*Work to complete:* Reproduce exactly the lines beginning with the line that contains "Mark a point on each instance of the green" and ending at the final line of the material below.

────────────────────

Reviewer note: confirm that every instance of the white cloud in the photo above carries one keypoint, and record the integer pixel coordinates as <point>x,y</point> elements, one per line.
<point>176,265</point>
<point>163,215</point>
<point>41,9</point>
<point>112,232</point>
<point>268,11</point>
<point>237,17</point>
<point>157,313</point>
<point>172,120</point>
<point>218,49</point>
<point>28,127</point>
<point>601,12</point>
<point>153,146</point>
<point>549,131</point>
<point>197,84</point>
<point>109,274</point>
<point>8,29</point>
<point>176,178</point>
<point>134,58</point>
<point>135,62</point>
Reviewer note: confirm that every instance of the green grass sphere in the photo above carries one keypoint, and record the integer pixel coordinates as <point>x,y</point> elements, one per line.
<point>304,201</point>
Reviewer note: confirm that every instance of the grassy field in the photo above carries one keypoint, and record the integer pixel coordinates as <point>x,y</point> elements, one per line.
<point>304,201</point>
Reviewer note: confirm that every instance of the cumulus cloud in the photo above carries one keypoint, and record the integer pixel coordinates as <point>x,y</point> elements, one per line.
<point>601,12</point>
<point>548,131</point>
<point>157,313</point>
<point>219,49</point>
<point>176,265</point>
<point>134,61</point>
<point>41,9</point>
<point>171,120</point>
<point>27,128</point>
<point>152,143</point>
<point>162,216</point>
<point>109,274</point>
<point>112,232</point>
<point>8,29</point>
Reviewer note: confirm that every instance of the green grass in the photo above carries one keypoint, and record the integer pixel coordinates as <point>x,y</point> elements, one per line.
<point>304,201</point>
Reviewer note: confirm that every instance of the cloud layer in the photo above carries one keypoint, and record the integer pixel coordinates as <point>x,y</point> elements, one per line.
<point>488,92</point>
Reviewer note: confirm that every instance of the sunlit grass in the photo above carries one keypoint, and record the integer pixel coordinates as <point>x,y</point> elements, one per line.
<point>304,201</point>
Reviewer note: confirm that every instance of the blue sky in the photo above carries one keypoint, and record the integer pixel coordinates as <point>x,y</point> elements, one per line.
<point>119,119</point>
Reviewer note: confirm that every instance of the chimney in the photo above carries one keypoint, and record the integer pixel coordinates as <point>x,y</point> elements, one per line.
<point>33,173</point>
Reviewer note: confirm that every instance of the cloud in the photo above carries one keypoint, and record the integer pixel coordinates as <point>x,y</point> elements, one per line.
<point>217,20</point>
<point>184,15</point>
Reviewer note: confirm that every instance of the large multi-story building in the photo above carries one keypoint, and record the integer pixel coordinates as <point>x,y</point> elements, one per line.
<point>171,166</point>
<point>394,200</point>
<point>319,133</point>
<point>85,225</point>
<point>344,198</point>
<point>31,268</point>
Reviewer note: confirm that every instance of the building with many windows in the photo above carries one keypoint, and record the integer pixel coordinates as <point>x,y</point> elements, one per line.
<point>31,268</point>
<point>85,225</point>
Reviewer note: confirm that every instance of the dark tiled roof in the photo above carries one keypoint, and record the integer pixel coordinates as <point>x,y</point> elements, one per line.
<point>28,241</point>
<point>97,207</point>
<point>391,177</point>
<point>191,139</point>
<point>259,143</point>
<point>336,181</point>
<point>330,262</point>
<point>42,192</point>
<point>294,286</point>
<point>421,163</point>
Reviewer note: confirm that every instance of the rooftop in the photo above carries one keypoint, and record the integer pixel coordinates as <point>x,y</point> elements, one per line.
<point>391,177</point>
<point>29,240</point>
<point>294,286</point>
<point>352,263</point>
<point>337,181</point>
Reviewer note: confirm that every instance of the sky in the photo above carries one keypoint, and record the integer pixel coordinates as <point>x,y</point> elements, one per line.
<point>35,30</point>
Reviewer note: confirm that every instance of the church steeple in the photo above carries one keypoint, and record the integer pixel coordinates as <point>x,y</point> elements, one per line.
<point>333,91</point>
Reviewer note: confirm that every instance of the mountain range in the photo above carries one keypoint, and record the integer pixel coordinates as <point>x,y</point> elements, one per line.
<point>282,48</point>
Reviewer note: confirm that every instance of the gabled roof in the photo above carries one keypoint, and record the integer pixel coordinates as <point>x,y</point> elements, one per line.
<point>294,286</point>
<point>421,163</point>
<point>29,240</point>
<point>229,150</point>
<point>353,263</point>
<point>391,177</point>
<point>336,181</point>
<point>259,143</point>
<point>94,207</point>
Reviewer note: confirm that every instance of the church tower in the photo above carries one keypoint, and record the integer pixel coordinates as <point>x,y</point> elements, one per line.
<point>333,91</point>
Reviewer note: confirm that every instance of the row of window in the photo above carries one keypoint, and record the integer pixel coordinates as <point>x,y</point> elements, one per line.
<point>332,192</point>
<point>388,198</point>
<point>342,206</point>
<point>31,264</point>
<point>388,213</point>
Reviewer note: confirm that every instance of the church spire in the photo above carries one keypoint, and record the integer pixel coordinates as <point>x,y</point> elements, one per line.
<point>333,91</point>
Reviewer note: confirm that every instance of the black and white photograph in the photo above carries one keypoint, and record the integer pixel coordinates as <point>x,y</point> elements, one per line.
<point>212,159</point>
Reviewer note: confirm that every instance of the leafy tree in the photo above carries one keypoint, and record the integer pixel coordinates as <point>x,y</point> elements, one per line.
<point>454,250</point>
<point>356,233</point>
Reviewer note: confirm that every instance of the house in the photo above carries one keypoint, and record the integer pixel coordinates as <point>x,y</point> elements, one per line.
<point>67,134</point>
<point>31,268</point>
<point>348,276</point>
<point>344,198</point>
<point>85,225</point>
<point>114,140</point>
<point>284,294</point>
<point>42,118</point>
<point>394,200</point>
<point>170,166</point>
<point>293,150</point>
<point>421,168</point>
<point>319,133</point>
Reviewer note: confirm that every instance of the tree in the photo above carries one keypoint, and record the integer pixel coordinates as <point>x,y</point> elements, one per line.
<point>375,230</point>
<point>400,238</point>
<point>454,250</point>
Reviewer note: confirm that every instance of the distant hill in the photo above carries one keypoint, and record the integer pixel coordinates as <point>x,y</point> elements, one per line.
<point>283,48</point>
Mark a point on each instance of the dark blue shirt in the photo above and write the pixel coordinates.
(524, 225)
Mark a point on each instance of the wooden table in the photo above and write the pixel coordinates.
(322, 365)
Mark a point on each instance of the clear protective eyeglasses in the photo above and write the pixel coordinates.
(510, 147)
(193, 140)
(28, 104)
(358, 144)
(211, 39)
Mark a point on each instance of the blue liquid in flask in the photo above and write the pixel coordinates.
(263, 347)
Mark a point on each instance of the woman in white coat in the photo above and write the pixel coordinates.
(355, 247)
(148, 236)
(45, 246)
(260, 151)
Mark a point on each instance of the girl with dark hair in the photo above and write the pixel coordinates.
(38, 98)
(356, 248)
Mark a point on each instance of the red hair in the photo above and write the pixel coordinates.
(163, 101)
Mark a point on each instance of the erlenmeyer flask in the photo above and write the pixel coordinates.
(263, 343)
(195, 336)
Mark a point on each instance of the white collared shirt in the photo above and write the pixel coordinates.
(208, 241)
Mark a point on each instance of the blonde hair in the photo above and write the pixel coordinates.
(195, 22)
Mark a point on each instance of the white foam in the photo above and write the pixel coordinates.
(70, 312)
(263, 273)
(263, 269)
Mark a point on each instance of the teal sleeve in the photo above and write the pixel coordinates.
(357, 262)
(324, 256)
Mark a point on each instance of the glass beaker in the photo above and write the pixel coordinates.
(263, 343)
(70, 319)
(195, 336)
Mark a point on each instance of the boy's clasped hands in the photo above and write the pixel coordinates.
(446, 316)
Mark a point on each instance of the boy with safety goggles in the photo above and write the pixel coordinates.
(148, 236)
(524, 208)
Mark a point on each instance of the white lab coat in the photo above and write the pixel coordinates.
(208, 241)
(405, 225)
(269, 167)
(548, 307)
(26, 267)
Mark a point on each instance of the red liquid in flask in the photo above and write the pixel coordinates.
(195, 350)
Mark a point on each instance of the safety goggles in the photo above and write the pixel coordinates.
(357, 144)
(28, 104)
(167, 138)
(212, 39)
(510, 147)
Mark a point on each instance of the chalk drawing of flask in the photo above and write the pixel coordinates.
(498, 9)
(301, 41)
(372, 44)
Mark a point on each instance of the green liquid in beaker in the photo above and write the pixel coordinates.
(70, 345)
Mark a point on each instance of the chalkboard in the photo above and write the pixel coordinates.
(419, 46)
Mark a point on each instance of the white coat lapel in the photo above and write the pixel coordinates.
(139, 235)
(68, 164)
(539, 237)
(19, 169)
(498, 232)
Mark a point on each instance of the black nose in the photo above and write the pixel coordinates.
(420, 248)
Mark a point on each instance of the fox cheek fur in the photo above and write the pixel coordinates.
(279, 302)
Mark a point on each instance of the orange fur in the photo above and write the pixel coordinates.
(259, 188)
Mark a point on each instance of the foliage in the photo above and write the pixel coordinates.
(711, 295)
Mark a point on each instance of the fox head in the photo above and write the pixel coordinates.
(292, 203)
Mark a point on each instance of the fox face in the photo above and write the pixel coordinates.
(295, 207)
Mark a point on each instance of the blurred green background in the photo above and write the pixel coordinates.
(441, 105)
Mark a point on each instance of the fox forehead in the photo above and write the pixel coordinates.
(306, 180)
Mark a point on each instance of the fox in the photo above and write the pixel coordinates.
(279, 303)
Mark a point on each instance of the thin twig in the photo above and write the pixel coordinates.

────────────────────

*Your solution:*
Mark a point on each instance of the green liquid in beaker in the photo above and write the pixel coordinates.
(70, 345)
Mark a point on each instance of the chalkboard in the photo above and write the pixel coordinates.
(419, 46)
Mark a point on each instance of the white coat lapel in the photo above and write the pixel coordinates.
(139, 235)
(68, 164)
(539, 237)
(19, 169)
(498, 232)
Mark a point on each instance of the black nose in the photo above and write the pixel coordinates.
(420, 248)
Mark a point on each instance of the fox cheek fur in the photo above and write the pixel coordinates.
(279, 302)
Mark a point on each instance of the orange fur in the photo above and write the pixel coordinates.
(259, 188)
Mark a point on each instance of the foliage in the photo above and write the pixel coordinates.
(711, 295)
Mark a point on each instance of the fox head in the photo above and write the pixel coordinates.
(292, 203)
Mark a point on each instance of the fox face in the photo above and write the pixel coordinates.
(295, 207)
Mark a point on each instance of the blurred green background in the photo above and write the pixel coordinates.
(441, 105)
Mark a point on each instance of the fox forehead in the photo above and write the pixel coordinates.
(306, 180)
Mark a point on each instance of the fox in the photo above and write the pixel coordinates.
(279, 303)
Mark a point on each instance of the thin twig in the photo above and write the pixel coordinates.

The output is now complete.